■ Required task
Lay out the records below as a two-column CSV with the header text,coordinates and one row per record. Put the record's wording in text and all of its boxes in coordinates, quote every field, replace line breaks with spaces, and leave out the pictures.

■ Material for this task
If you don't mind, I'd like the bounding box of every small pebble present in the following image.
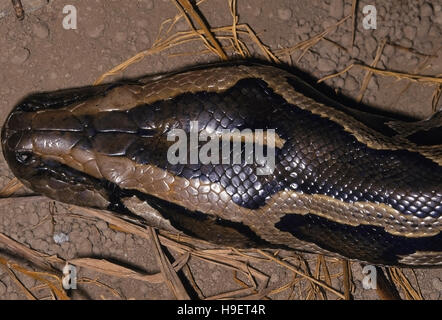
[142,0,153,10]
[96,220,108,231]
[367,78,379,90]
[420,3,433,17]
[278,8,292,21]
[329,0,344,19]
[417,17,431,38]
[404,25,416,40]
[87,24,104,39]
[344,76,359,91]
[10,48,31,65]
[318,58,336,72]
[32,22,49,39]
[54,232,69,244]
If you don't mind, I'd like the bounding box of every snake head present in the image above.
[1,89,115,208]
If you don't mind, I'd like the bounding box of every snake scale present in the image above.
[2,62,442,266]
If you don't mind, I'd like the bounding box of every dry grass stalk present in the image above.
[387,267,424,300]
[0,178,23,198]
[147,227,190,300]
[356,39,387,102]
[69,258,187,283]
[258,250,345,299]
[275,16,351,62]
[350,0,358,48]
[173,0,227,60]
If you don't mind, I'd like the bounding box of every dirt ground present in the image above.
[0,0,442,300]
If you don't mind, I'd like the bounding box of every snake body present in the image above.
[2,63,442,266]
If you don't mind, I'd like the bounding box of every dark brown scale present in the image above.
[2,62,442,265]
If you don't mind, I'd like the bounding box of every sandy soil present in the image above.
[0,0,442,299]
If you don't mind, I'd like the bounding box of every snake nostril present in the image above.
[15,151,32,164]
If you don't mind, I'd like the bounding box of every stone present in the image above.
[329,0,344,19]
[420,2,433,17]
[87,24,104,39]
[32,22,49,39]
[10,48,31,65]
[278,8,292,21]
[404,25,417,40]
[317,58,336,72]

■ Answer in full
text,coordinates
"If you don't mind, I'd like the bounding box of every small pebble present in the following image.","[142,0,153,10] [96,220,108,231] [367,78,379,90] [420,3,433,17] [278,8,292,21] [329,0,344,19] [417,17,431,38] [404,25,416,40] [87,24,104,39] [344,76,359,91] [10,48,31,65] [318,58,336,72] [32,22,49,39] [54,232,69,244]"
"If you don't mind, I'd like the bounding box of every snake head present in the image above.","[1,89,115,208]"
"If you don't mind, I'd like the bounding box of every snake scale present in the image above.","[2,62,442,266]"
"If you don't mind, I'd like the bounding box of every dry grass stalk present in the image above.","[387,267,424,300] [0,178,23,198] [147,227,190,300] [356,39,387,102] [69,258,187,283] [258,250,345,299] [275,16,351,62] [350,0,358,48] [173,0,227,60]"
"If you don't mind, I'd like the bounding box of every dirt ground present in the image above.","[0,0,442,300]"
"If you don't mind, I'd like the bounding box of every snake body present in the image above.","[2,63,442,266]"
"If you don't mind, I'd like the bounding box of every dark brown scale present in the image above.","[2,62,442,265]"
"If you don't mind, I'd like the bounding box of every sandy soil present in the image above.","[0,0,442,299]"
"If you don't mind, I'd like the bounding box of every snake nostril present in the image above.","[15,151,32,164]"
"If you don't mind, I'd like the bounding box of every stone present in the image above.","[329,0,344,19] [420,2,433,17] [87,24,104,39] [32,22,49,39] [10,48,31,65] [278,8,292,21] [404,25,417,40] [317,58,336,72]"